▸ YOUR ASSIGNMENT
What follows is a listing; restate all of it word for word.

——————

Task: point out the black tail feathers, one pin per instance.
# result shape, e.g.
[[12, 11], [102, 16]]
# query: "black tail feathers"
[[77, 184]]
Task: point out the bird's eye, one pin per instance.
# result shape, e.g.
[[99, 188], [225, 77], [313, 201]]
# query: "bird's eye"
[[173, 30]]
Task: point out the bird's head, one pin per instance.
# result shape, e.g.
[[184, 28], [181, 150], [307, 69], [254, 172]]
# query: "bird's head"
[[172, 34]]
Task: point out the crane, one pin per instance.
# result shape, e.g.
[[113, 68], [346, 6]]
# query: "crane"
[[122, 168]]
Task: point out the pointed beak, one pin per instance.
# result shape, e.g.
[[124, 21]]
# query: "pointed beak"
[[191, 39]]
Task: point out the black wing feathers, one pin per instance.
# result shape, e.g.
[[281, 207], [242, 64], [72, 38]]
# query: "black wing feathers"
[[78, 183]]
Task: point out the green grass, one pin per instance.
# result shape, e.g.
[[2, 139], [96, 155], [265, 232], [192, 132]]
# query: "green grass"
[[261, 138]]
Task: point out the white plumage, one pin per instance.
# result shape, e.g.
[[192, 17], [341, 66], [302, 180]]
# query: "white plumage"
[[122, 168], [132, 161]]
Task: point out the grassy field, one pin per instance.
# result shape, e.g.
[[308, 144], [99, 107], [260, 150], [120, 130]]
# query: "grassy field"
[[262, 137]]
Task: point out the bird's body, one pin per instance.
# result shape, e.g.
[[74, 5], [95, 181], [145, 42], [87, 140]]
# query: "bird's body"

——————

▸ WRITTEN RESPONSE
Task: point out the black tail feathers, one pin per instance.
# result shape, e.g.
[[12, 11], [102, 16]]
# query: "black tail feathers"
[[77, 184]]
Task: point out the bird's eye, one pin per instance.
# result shape, e.g.
[[99, 188], [225, 77], [313, 201]]
# query: "bird's eye"
[[173, 30]]
Task: point out the bird's head, one pin per instance.
# result shape, e.g.
[[184, 28], [181, 150], [307, 69], [254, 172]]
# query: "bird's head"
[[172, 34]]
Task: point out the crane, one pin per instance.
# result shape, e.g.
[[113, 68], [346, 6]]
# query: "crane"
[[122, 168]]
Task: point out the pointed beak, one pin per instance.
# result shape, e.g.
[[124, 21]]
# query: "pointed beak"
[[191, 39]]
Task: point out the black wing feathers, one pin per instance.
# result shape, e.g.
[[281, 207], [242, 64], [72, 38]]
# query: "black wing feathers"
[[78, 183]]
Task: point out the green grass, one pin per instance.
# result shape, e.g.
[[2, 139], [96, 155], [265, 232], [192, 132]]
# query: "green grass"
[[261, 138]]
Task: point out the white plumage, one pin per instance.
# result shape, e.g.
[[192, 17], [341, 66], [302, 180]]
# query: "white plumage"
[[122, 168], [132, 161]]
Task: point out the grassy field, one pin per instance.
# result shape, e.g.
[[308, 144], [99, 107], [260, 150], [120, 130]]
# query: "grassy field"
[[262, 137]]
Task: point out the bird's body, one pin per instance.
# result shape, e.g.
[[74, 5], [95, 181], [145, 42], [87, 140]]
# query: "bird's body"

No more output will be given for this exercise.